Write the data out again, character for character, with no images.

Source records:
══════════════════════════════

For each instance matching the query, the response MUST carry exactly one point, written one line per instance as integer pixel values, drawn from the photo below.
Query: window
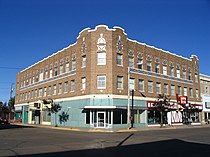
(101, 58)
(119, 59)
(172, 90)
(49, 90)
(41, 75)
(150, 86)
(46, 72)
(206, 90)
(164, 70)
(141, 85)
(158, 87)
(197, 93)
(51, 70)
(130, 62)
(56, 69)
(191, 92)
(72, 85)
(196, 77)
(54, 89)
(132, 83)
(83, 61)
(189, 75)
(61, 67)
(101, 82)
(83, 83)
(184, 75)
(119, 82)
(165, 89)
(67, 64)
(185, 91)
(178, 73)
(140, 64)
(40, 92)
(36, 93)
(66, 87)
(74, 64)
(59, 88)
(157, 67)
(172, 71)
(179, 90)
(45, 91)
(149, 66)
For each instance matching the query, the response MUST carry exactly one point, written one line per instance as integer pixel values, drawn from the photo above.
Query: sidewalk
(145, 128)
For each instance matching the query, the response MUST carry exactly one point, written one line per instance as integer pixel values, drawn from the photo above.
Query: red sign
(183, 100)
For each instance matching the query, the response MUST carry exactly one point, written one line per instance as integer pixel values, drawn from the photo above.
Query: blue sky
(31, 30)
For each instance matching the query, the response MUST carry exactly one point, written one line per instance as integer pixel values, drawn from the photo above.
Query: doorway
(101, 119)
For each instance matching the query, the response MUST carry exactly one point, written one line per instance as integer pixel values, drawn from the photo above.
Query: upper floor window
(140, 63)
(61, 66)
(197, 93)
(196, 77)
(72, 85)
(74, 64)
(149, 66)
(165, 88)
(164, 69)
(141, 85)
(179, 90)
(56, 69)
(101, 58)
(150, 86)
(131, 83)
(83, 83)
(191, 92)
(54, 89)
(119, 59)
(130, 62)
(101, 82)
(46, 72)
(83, 61)
(157, 67)
(60, 88)
(172, 71)
(119, 82)
(158, 87)
(178, 73)
(184, 73)
(172, 90)
(185, 91)
(66, 87)
(119, 45)
(67, 64)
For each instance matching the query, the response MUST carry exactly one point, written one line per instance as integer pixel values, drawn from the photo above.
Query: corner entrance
(101, 119)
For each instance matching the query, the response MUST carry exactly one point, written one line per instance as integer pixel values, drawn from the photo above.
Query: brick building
(205, 94)
(89, 79)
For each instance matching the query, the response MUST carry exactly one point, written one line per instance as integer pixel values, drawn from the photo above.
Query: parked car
(4, 121)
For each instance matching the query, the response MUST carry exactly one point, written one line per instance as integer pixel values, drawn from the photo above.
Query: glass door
(101, 119)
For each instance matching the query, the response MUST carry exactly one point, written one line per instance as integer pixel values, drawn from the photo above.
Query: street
(37, 142)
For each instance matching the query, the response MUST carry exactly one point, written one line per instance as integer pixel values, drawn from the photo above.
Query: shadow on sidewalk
(170, 148)
(13, 126)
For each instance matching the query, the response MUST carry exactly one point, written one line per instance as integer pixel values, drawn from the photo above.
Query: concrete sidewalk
(145, 128)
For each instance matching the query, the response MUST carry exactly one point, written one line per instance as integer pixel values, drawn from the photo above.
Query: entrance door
(101, 117)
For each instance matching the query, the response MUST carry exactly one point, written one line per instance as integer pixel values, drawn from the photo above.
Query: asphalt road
(39, 142)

══════════════════════════════

Result of the exercise:
For each instance matching the query, the response MUST carry exactly one point, written one line per instance as integer pixel values, drawn from the photo below.
Query: window
(101, 58)
(119, 59)
(172, 90)
(49, 90)
(41, 75)
(150, 86)
(46, 72)
(206, 90)
(164, 70)
(141, 85)
(158, 87)
(197, 93)
(51, 70)
(130, 62)
(56, 69)
(191, 92)
(72, 85)
(196, 77)
(54, 89)
(132, 83)
(83, 61)
(189, 75)
(61, 67)
(101, 82)
(83, 83)
(184, 75)
(119, 82)
(165, 89)
(67, 64)
(185, 91)
(178, 73)
(140, 64)
(40, 92)
(36, 93)
(66, 87)
(74, 64)
(59, 88)
(157, 67)
(172, 71)
(179, 90)
(45, 91)
(149, 66)
For each instance matching the query, the response MUST carry exactly one point, written one line per instance as integer pixel values, drawn from the photo above.
Query: sidewalk
(145, 128)
For each instance matching the query, the response MUST carry exactly one point, written one line per instance as integer pixel values, drawn from the photo above.
Query: red sign
(183, 100)
For each instance matching the query, the response MUST carry exactly one point, written one line per instance as integer pixel values, drawn from the photo above.
Query: blue sky
(31, 30)
For each instance matching the query, the response MUST carry exactly one point, written one line per instance as integer pixel values, drawn from the photo above.
Query: doorway
(101, 119)
For each instance matching the query, the response MUST carry exactly one point, written one line per instance as integer pixel values, drawn from the photo above.
Query: upper floor window
(140, 63)
(61, 66)
(197, 93)
(196, 77)
(72, 85)
(74, 64)
(149, 66)
(165, 88)
(164, 69)
(141, 85)
(179, 90)
(56, 69)
(101, 58)
(150, 86)
(131, 83)
(83, 83)
(191, 92)
(54, 89)
(119, 59)
(130, 62)
(101, 82)
(46, 72)
(83, 61)
(157, 67)
(60, 88)
(172, 71)
(119, 82)
(158, 87)
(178, 73)
(184, 73)
(172, 90)
(185, 91)
(66, 87)
(119, 45)
(67, 64)
For each instance matching the query, the response MUST carry exactly one point, written one line per instance as integer pixel values, drawn from the photo above.
Query: corner entrance
(101, 119)
For each instance matching the query, the response MUST carry exactly one point, written one line per instance as integer pixel values, drawn from the photo above.
Query: brick building
(205, 94)
(89, 79)
For each instance matching the query, the response MUST carry exactly one point, written one line per instance as integer pixel values, drawn from the photo above.
Query: parked car
(4, 121)
For each instance matching the query, the response MUST carry exactly one point, written one line per instance as integer pixel values, drawn from the photo above.
Query: glass door
(101, 119)
For each instance matching the query, the response MUST carry exactly one point, written one line per instance as integer pixel values, drawn from the photo above.
Query: street
(37, 142)
For each instance matching the query, the response MUST carry exactly one point, written one line per instance as integer pixel values, drawn from the photo above.
Query: shadow on sidewalk
(170, 148)
(13, 126)
For each instance matching the query, the response MUST carry exactly one point, written one line per instance as integer pixel values, drawn from the photo above.
Query: concrete sidewalk
(145, 128)
For each instance matching the query, the response MUST carry exactly one point, written one line per instance as integer pixel values, drawn from the photo above.
Query: entrance door
(101, 117)
For each instance matching the query, the response MUST carry exactly one point, written one line per instance as integer pixel values, drawn from the photo above.
Query: asphalt road
(39, 142)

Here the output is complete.